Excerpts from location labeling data

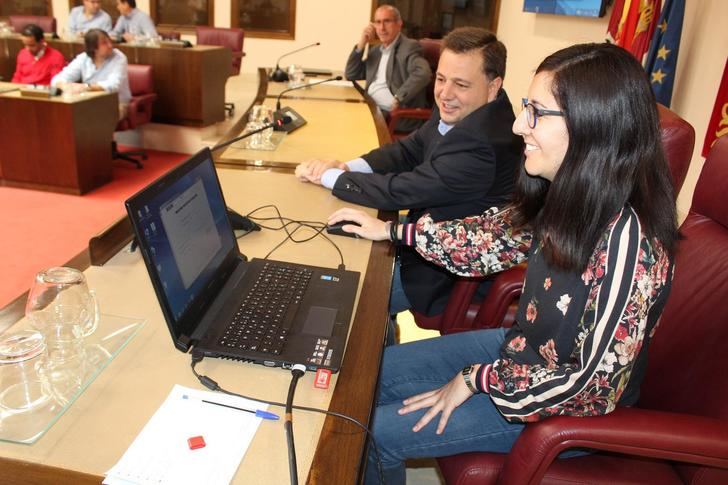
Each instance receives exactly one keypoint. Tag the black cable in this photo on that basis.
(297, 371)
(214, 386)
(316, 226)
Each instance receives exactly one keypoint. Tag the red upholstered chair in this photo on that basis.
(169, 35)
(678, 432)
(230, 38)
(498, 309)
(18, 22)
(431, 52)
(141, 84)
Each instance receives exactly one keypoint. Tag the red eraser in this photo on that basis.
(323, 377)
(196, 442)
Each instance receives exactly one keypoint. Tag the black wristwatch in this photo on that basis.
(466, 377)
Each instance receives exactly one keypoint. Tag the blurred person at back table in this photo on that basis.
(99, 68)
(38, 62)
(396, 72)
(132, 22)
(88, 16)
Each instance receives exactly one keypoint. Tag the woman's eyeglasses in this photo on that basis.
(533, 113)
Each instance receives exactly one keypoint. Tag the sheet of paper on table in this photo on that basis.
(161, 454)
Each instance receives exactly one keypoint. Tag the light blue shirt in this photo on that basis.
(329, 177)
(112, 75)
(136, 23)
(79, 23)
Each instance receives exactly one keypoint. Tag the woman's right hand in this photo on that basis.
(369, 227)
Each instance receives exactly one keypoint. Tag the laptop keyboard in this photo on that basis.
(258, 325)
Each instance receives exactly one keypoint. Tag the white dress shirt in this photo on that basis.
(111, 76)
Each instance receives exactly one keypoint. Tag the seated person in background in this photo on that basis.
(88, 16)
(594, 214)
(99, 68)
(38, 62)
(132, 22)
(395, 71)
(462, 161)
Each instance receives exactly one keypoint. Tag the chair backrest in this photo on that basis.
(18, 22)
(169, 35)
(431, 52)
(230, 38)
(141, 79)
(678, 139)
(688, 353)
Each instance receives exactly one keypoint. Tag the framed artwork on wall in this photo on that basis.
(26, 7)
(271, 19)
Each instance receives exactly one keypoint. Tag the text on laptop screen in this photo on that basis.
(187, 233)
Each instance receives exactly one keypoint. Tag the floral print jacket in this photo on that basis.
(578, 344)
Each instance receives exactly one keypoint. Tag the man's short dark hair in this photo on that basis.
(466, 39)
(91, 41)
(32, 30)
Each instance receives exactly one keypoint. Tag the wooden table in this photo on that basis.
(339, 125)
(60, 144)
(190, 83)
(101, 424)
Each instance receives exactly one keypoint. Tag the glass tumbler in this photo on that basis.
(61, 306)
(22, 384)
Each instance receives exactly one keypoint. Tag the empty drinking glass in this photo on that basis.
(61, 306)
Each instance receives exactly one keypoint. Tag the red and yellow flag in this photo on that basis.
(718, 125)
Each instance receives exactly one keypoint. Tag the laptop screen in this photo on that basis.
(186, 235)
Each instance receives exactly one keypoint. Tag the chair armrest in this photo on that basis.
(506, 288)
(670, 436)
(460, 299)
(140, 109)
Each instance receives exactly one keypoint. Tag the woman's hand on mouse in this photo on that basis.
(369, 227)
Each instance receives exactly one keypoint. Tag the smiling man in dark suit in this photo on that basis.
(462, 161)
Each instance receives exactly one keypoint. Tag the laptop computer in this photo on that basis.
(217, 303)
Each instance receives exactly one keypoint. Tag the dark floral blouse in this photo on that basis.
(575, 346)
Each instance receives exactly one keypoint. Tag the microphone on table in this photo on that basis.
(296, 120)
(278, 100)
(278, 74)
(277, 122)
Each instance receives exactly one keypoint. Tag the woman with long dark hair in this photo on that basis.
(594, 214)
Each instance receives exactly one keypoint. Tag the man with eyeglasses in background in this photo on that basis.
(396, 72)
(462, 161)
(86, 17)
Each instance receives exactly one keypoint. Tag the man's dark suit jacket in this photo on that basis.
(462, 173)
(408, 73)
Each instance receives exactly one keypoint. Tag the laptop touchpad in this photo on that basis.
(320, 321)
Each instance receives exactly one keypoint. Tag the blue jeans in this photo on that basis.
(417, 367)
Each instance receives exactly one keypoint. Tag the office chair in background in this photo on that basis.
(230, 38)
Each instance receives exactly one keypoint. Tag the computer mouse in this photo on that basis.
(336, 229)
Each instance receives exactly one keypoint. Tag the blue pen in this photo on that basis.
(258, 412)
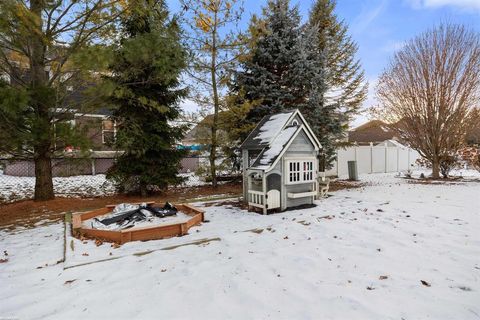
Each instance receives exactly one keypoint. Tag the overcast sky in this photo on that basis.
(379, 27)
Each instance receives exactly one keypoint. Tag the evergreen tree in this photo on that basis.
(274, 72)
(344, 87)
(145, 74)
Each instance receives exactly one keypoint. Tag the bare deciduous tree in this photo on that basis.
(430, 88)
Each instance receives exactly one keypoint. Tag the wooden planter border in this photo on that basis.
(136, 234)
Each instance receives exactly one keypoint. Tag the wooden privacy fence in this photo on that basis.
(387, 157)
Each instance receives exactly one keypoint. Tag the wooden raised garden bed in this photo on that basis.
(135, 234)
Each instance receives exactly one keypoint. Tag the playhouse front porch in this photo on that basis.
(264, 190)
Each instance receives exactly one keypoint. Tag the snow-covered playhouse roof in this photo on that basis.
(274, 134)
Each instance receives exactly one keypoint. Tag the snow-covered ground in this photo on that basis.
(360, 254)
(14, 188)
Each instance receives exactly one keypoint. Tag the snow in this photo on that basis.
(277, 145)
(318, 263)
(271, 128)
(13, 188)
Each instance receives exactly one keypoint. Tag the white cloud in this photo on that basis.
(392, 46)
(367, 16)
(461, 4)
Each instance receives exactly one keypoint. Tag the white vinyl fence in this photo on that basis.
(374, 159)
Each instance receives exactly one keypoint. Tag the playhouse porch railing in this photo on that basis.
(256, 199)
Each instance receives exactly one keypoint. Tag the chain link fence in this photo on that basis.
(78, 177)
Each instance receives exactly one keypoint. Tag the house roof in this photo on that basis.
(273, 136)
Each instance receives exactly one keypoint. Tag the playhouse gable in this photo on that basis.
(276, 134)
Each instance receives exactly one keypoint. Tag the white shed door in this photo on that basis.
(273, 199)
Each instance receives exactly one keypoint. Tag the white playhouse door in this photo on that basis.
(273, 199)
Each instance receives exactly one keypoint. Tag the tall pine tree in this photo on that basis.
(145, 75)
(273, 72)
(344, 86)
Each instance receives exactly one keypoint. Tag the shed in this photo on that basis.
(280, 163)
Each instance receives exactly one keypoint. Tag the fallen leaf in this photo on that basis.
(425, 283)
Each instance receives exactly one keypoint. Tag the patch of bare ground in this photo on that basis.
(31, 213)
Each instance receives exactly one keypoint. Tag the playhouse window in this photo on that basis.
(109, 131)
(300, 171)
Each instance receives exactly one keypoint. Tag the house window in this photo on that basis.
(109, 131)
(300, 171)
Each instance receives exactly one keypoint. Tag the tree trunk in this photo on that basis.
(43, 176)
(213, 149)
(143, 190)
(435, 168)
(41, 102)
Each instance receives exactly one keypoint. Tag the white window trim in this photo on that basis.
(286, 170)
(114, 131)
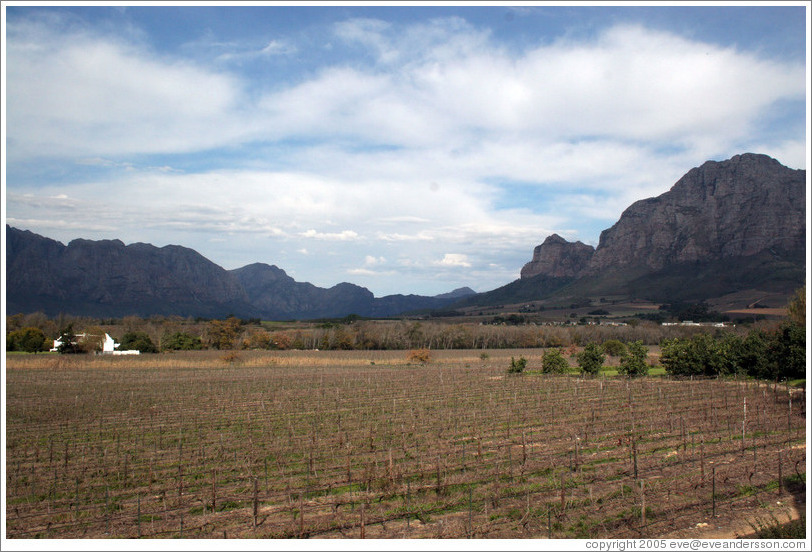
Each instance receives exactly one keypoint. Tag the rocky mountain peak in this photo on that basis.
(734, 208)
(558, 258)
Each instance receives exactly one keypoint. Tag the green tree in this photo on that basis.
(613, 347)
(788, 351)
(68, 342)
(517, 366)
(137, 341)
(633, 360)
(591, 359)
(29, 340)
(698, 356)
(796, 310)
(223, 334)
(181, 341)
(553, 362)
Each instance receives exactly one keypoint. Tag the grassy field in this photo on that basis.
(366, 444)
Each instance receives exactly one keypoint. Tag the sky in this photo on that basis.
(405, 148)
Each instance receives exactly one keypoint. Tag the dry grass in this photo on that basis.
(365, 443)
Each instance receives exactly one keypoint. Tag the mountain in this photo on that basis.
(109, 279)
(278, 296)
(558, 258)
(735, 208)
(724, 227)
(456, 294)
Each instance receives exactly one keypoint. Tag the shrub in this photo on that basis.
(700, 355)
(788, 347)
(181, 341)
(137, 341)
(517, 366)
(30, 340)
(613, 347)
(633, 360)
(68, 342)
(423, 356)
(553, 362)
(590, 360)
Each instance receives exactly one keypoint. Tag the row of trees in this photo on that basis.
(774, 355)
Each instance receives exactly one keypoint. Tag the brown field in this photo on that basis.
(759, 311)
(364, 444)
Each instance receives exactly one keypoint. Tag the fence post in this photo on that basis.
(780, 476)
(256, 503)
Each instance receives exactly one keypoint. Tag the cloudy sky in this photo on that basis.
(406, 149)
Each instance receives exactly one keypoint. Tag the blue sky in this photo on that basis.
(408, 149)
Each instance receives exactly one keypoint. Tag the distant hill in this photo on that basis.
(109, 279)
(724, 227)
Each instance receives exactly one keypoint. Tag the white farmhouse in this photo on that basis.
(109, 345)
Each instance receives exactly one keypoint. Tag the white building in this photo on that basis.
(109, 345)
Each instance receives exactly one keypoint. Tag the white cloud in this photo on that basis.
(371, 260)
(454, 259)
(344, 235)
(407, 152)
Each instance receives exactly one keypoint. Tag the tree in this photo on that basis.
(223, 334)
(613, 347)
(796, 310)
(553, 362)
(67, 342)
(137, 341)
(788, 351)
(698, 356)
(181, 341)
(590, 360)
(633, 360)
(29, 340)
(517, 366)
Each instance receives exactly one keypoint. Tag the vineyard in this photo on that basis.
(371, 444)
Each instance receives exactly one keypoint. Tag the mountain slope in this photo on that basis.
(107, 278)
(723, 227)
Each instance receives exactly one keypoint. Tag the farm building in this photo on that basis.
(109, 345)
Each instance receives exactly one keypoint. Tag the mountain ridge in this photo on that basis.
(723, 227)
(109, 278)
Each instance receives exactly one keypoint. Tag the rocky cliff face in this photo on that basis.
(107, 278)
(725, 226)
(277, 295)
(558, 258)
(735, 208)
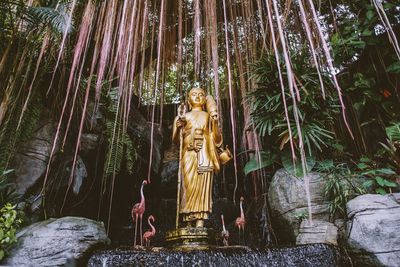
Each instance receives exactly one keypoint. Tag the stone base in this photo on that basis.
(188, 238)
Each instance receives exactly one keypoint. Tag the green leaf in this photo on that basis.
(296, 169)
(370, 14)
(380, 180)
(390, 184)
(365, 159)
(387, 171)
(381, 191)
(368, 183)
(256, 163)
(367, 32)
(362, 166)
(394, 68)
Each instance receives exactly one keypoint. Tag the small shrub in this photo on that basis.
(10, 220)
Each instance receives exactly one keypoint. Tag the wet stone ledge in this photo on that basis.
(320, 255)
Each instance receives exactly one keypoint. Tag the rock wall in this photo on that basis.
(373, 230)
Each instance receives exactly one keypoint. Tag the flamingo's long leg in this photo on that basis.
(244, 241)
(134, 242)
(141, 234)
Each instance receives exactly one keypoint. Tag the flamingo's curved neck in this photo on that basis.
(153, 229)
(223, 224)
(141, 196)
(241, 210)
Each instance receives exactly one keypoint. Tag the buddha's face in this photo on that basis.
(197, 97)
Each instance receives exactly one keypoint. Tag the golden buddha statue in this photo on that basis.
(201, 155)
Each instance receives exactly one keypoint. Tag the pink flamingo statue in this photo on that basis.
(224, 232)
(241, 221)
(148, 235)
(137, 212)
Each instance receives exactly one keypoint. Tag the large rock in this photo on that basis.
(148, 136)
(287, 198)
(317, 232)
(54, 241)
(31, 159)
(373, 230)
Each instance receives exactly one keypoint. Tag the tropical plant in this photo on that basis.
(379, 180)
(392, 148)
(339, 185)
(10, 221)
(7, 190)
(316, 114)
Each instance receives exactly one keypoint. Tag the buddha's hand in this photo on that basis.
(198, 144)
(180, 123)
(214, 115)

Problem to work on> Please put the records into a Markdown table with the columns "Row" and "Line", starting with the line with "Each instance receives exactly one keypoint. Tag the farm" and going on through the end of the records. Number each line, and leave out blank lines and the pictures.

Worked solution>
| Row | Line |
|---|---|
| 1 | Each instance receives exactly one keypoint. Tag the farm building in this photo on that basis. |
| 2 | (109, 345) |
| 3 | Each instance receives exactly one keypoint. Tag the mountain ridge in this photo on that basis. |
| 4 | (723, 227) |
| 5 | (109, 278) |
| 6 | Each instance receives exactly one keypoint. Tag the rocky cliff face in this photo on that basis. |
| 7 | (107, 278) |
| 8 | (725, 226) |
| 9 | (277, 295) |
| 10 | (558, 258) |
| 11 | (735, 208) |
| 12 | Each instance receives exactly one keypoint. Tag the stone base in this photo on that basis. |
| 13 | (188, 238) |
| 14 | Each instance receives exactly one keypoint. Tag the green leaf in this photo on that basis. |
| 15 | (296, 169) |
| 16 | (370, 14) |
| 17 | (380, 180) |
| 18 | (390, 184) |
| 19 | (365, 159) |
| 20 | (387, 171) |
| 21 | (381, 191) |
| 22 | (368, 183) |
| 23 | (256, 163) |
| 24 | (367, 32) |
| 25 | (362, 166) |
| 26 | (394, 68) |
| 27 | Each instance receives exactly one keypoint. Tag the small shrub in this photo on that basis. |
| 28 | (10, 220) |
| 29 | Each instance receives exactly one keypoint. Tag the wet stone ledge in this photo on that basis. |
| 30 | (320, 255) |
| 31 | Each instance receives exactly one keypoint. Tag the rock wall in this photo on that basis. |
| 32 | (373, 230) |
| 33 | Each instance receives exactly one keypoint. Tag the flamingo's long leg in this photo on that basis. |
| 34 | (244, 241) |
| 35 | (134, 242) |
| 36 | (141, 234) |
| 37 | Each instance receives exactly one keypoint. Tag the flamingo's curved neck in this photo on that basis. |
| 38 | (153, 229) |
| 39 | (223, 224) |
| 40 | (141, 196) |
| 41 | (241, 210) |
| 42 | Each instance receives exactly one keypoint. Tag the buddha's face in this photo on that basis. |
| 43 | (197, 97) |
| 44 | Each instance receives exactly one keypoint. Tag the golden buddha statue in this photo on that basis. |
| 45 | (201, 155) |
| 46 | Each instance receives exactly one keypoint. Tag the pink flamingo statue in this photo on that basis. |
| 47 | (224, 232) |
| 48 | (241, 221) |
| 49 | (148, 235) |
| 50 | (137, 212) |
| 51 | Each instance receives exactly one keypoint. Tag the large rock in this photo on that basis. |
| 52 | (148, 136) |
| 53 | (287, 198) |
| 54 | (317, 232) |
| 55 | (54, 241) |
| 56 | (31, 159) |
| 57 | (373, 230) |
| 58 | Each instance receives exactly one keypoint. Tag the tropical plant in this photo on that basis. |
| 59 | (379, 180) |
| 60 | (392, 148) |
| 61 | (339, 185) |
| 62 | (10, 221) |
| 63 | (7, 190) |
| 64 | (316, 114) |
| 65 | Each instance receives exactly one keypoint. Tag the buddha's hand in this photo on that basis. |
| 66 | (198, 144) |
| 67 | (180, 123) |
| 68 | (214, 115) |